## TEXTE SOURCE
------------------------------------------------------------
Quand j’étais bénévole dans une petite association paroissiale qui accueillait des personnes sans abri, j’ai proposé au président de l’association d’y faire un atelier d’écriture. Je me sentais très proche des personnes qui venaient là, et je savais qu’elles avaient beaucoup à dire, et que cela ferait grand bien d’aller chercher les mots tout au fond, pour le dire. J’étais allée un soir chez les Compagnons de la Nuit, où ont lieu régulièrement des ateliers d’écriture pour les sans-abri ou autres personnes du quartier désireuses d’y participer. Ce fut une expérience extrêmement simple et extrêmement forte – je l’ai racontée dans Voyage. J’aurais pu faire quelque chose de semblable dans notre association.

Mais au lieu de me laisser faire à ma façon, le président de l’association contacta un animateur d’atelier d’écriture – un gars qui n’était pas écrivain, donc ignorait le travail de profondeur de l’écriture, et ne connaissait pas les sans-abri. Il vint avec son petit attirail, ses petits jeux pour employés de bureau ou autres bobos en mal de « créativité ». Quelques jours après, je dus quitter l’association, parce qu’il s’avéra que, comme ailleurs, j’y étais trahie au profit d’un harceleur qui me poursuit partout en utilisant les autres. C’était il y a quatre ans à peu près.

Hier j’ai reçu le bulletin de l’association, avec l’appel aux dons. J’ai vu ce qu’ils font maintenant. Ils ont emmené les sans-abri en pèlerinage au Mont Saint-Michel, et à Rome voir le pape. Ils les emmènent voir des expositions, ou au théâtre. Les gars se laissent trimballer, du moins certains. J’imagine bien que certains autres ne marchent pas là-dedans. La société du spectacle. L’argent utilisé pour la vitrine. Tout dans la surface, l’apparence, le divertissement. Spiritualité et culture en mode consommation. Ils publient un recueil de poèmes de l’un des « accueillis », préfacé par un grand nom. Un « accueilli » que je connais, c’est moi qui avais remarqué l’intérêt de ses textes lors de l’atelier d’écriture chez les Compagnons de la Nuit, où il se trouvait aussi – et l’avais dit dans Voyage. Mais pourquoi publier lui plutôt qu’un autre ? Pourquoi, sinon pour la vitrine ? Pour éviter de faire le travail de fond qui aurait pu être fait avec chacun et tous, au bénéfice profond de chacun et tous ?
------------------------------------------------------------
## LISTE DES DONNÉES
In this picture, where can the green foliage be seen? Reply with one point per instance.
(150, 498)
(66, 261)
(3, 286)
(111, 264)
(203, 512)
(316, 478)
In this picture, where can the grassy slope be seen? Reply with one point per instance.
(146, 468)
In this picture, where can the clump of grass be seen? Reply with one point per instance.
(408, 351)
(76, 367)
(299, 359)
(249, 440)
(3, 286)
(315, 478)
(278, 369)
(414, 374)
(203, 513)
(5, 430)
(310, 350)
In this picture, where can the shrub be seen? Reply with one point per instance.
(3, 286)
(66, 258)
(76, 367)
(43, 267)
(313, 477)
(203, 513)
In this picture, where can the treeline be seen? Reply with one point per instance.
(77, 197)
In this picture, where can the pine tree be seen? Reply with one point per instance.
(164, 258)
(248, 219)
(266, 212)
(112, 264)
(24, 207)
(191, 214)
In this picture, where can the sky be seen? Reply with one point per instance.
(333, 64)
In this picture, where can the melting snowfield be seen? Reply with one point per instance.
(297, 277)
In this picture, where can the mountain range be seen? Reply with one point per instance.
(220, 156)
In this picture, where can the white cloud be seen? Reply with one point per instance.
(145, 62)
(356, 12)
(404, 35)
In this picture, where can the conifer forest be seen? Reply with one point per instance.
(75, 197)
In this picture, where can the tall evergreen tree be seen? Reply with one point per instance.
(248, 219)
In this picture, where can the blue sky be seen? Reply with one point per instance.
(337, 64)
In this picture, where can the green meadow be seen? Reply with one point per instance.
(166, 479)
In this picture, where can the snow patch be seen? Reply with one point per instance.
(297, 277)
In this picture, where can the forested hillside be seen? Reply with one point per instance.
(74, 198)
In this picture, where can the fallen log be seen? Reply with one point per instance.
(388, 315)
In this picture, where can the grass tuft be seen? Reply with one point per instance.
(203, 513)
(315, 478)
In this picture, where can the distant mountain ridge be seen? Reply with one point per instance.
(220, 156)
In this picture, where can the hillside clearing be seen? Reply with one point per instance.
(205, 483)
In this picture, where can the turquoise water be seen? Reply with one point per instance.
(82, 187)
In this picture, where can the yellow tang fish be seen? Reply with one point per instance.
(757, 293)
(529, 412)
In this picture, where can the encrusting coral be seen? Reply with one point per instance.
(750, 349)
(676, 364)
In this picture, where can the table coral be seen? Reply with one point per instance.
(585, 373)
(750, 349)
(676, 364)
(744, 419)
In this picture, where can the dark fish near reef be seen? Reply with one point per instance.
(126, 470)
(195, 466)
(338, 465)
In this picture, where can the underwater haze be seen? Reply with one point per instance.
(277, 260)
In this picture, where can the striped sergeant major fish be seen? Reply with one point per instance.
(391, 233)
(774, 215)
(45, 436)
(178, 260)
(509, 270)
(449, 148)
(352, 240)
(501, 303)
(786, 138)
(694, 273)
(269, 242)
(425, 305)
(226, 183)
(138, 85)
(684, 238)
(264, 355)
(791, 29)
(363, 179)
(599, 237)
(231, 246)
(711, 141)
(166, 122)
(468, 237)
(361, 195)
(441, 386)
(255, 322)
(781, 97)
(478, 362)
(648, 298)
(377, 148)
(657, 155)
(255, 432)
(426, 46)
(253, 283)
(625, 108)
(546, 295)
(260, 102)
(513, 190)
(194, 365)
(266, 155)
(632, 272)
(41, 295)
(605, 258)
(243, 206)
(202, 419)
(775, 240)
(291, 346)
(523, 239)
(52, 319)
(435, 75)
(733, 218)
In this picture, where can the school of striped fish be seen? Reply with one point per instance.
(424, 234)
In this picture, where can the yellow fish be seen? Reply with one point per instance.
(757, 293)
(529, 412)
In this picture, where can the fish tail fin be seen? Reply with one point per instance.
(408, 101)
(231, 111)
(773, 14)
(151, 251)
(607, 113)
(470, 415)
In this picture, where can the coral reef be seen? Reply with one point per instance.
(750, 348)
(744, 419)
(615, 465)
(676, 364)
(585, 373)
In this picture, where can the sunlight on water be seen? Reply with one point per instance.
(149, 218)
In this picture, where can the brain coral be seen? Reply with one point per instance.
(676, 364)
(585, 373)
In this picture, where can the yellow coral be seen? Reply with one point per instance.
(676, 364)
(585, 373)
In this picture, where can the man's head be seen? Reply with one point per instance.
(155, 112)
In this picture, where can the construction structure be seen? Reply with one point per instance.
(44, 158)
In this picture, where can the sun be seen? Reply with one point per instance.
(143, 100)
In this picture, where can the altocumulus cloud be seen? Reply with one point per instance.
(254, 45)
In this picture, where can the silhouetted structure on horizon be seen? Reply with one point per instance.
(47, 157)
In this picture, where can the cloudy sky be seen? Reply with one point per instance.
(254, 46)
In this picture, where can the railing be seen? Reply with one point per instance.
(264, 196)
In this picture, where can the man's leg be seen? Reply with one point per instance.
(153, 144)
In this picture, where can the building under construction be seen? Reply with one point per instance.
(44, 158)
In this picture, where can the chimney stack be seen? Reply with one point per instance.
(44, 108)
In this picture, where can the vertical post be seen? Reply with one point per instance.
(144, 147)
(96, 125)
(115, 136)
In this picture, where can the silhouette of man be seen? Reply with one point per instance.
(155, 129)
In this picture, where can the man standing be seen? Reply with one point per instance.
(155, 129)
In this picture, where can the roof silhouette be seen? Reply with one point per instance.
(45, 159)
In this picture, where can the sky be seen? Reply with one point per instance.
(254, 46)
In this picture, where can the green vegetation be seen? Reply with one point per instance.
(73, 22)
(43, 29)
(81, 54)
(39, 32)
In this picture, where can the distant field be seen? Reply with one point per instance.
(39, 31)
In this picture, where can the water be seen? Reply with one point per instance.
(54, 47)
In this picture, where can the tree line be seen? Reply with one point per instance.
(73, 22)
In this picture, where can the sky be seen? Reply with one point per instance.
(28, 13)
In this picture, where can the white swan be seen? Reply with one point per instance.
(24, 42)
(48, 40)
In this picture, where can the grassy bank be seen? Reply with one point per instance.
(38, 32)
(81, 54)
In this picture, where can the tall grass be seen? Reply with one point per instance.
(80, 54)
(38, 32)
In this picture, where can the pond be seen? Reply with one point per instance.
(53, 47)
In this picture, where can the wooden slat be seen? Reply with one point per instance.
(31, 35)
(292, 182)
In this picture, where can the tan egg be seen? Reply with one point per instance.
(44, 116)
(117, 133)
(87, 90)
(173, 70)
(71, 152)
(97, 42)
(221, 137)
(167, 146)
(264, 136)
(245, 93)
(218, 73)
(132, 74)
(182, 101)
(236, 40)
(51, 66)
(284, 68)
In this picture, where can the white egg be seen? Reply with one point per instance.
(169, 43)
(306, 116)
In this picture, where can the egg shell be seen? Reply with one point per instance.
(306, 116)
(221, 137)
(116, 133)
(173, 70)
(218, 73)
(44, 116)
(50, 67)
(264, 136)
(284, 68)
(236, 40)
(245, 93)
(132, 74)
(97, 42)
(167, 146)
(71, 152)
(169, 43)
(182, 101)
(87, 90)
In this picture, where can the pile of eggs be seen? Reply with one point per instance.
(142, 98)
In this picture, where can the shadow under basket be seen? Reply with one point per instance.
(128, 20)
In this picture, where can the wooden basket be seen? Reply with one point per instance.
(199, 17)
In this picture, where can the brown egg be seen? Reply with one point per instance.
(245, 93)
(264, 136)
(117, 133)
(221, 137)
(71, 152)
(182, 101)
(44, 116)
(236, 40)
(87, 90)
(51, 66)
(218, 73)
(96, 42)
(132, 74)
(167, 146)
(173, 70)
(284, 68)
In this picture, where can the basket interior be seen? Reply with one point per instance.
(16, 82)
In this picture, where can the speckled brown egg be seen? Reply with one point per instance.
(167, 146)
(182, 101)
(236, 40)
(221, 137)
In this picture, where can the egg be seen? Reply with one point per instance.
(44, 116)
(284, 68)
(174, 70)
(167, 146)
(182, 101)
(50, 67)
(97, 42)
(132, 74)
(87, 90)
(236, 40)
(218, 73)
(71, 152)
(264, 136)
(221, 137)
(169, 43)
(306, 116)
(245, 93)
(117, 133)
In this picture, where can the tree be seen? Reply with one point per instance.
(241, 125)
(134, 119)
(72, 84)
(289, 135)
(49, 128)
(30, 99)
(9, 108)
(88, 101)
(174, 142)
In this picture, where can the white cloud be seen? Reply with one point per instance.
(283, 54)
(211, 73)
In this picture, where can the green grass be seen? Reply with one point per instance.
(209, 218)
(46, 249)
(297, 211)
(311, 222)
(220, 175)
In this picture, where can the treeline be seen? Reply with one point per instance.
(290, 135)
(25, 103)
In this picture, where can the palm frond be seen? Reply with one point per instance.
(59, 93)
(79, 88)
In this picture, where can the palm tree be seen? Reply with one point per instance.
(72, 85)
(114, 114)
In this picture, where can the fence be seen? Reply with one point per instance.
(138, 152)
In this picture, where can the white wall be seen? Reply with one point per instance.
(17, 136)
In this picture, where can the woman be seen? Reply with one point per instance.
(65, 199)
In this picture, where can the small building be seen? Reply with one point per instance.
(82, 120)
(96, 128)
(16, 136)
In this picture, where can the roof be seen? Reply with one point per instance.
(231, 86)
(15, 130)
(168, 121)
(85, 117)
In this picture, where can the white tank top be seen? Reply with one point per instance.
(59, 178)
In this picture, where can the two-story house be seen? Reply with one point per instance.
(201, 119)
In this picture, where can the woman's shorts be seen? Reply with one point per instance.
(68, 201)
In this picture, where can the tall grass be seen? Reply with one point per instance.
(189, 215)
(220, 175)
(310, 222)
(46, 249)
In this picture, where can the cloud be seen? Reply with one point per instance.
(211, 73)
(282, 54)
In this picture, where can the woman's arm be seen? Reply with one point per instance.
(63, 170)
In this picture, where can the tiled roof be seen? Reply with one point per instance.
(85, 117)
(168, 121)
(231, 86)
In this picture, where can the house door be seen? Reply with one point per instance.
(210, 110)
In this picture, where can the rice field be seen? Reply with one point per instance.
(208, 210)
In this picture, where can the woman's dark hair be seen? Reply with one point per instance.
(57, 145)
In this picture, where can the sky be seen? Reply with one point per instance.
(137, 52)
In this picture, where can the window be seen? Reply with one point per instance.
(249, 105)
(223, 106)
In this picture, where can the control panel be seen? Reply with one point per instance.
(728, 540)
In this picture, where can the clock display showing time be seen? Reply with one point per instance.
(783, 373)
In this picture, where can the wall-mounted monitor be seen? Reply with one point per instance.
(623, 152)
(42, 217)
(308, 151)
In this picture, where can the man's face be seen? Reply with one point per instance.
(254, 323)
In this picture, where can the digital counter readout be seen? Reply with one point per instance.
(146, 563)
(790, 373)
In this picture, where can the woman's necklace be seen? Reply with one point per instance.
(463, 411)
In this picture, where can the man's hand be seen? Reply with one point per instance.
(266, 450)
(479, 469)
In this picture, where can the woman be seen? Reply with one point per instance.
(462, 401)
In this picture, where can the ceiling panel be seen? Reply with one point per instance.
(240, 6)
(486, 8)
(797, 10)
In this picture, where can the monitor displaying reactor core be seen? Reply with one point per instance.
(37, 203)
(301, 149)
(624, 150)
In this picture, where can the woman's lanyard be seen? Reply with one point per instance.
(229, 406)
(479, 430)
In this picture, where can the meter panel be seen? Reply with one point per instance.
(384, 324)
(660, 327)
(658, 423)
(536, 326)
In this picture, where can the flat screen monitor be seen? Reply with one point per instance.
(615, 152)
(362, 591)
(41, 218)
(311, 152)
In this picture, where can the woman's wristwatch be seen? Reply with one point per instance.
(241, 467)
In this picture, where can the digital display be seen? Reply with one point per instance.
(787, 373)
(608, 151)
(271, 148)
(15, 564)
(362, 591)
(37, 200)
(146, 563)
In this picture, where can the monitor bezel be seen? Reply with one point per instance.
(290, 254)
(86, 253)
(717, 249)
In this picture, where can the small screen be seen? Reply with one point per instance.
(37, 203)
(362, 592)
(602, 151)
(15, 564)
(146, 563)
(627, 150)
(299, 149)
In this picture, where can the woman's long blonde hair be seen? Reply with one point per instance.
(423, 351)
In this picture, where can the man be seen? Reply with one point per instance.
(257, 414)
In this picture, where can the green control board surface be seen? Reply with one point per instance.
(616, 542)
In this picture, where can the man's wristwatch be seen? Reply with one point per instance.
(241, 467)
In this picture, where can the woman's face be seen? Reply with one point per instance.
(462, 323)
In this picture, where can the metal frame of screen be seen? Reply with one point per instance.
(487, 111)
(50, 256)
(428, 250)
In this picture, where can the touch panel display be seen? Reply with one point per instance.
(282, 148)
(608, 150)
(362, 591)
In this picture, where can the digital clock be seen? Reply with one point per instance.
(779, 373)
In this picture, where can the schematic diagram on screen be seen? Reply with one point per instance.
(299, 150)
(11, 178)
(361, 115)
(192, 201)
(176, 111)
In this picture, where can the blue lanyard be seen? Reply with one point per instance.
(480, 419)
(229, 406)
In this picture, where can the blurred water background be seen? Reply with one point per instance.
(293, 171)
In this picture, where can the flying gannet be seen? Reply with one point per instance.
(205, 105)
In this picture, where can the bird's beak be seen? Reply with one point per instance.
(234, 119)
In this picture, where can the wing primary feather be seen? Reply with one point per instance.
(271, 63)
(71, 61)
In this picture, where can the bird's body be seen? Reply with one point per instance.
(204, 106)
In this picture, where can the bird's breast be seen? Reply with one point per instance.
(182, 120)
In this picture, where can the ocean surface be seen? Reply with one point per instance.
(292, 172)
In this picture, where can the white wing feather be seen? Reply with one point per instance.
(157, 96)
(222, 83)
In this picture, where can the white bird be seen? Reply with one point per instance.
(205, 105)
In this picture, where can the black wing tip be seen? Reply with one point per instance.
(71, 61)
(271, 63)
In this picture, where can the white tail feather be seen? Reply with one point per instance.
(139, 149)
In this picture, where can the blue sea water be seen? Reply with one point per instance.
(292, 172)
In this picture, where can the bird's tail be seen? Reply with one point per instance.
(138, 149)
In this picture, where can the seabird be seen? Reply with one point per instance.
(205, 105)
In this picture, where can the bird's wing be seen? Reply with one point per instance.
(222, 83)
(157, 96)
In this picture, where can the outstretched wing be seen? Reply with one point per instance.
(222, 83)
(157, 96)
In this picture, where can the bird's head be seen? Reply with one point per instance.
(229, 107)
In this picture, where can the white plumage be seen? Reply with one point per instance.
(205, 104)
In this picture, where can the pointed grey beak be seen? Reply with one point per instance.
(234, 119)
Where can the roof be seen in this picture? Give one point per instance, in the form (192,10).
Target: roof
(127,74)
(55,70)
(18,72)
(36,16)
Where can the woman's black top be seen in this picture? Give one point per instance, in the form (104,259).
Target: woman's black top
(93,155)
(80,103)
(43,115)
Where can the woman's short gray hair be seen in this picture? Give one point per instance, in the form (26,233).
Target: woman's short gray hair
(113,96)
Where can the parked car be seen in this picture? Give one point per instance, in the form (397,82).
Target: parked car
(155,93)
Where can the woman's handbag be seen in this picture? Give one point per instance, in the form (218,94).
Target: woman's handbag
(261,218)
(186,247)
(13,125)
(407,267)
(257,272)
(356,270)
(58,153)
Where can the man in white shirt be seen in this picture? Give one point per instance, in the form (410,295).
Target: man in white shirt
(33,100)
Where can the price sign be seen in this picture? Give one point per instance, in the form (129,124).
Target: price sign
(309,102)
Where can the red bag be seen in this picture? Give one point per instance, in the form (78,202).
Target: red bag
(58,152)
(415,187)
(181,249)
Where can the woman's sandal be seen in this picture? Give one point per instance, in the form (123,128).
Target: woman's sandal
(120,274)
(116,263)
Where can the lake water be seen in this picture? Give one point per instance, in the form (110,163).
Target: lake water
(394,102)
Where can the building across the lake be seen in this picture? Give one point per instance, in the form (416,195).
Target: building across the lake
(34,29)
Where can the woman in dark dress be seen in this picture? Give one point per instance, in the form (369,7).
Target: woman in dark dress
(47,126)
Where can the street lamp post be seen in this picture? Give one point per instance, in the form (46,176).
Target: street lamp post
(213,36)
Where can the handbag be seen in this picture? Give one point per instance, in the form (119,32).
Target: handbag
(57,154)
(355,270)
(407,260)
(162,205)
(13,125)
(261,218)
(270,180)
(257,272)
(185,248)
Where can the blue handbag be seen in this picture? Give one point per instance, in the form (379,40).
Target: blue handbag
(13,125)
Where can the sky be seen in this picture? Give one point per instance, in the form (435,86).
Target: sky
------------------------------------------------------------
## CONSIGNES DE L'EXERCICE
a) Répondez à ces questions sur le texte source :
(i) Où ont lieu régulièrement des ateliers d'écriture pour les sans-abri ou d'autres personnes du quartier ?
(ii) Il y a combien de temps environ que le départ de l'association a eu lieu ?
(iii) Dans quels deux lieux l'association a-t-elle emmené les sans-abri en pèlerinage ?
b) Recopiez fidèlement le passage du texte source compris entre « Mais au lieu » et « à peu près. », bornes incluses.
Les enregistrements ne servent pas pour cet exercice.

## RÉPONSES FINALES
a)
(i) Chez les Compagnons de la Nuit.
(ii) Il y a environ quatre ans.
(iii) Au Mont Saint-Michel et à Rome, pour voir le pape.

b)
Mais au lieu de me laisser faire à ma façon, le président de l’association contacta un animateur d’atelier d’écriture – un gars qui n’était pas écrivain, donc ignorait le travail de profondeur de l’écriture, et ne connaissait pas les sans-abri. Il vint avec son petit attirail, ses petits jeux pour employés de bureau ou autres bobos en mal de « créativité ». Quelques jours après, je dus quitter l’association, parce qu’il s’avéra que, comme ailleurs, j’y étais trahie au profit d’un harceleur qui me poursuit partout en utilisant les autres. C’était il y a quatre ans à peu près.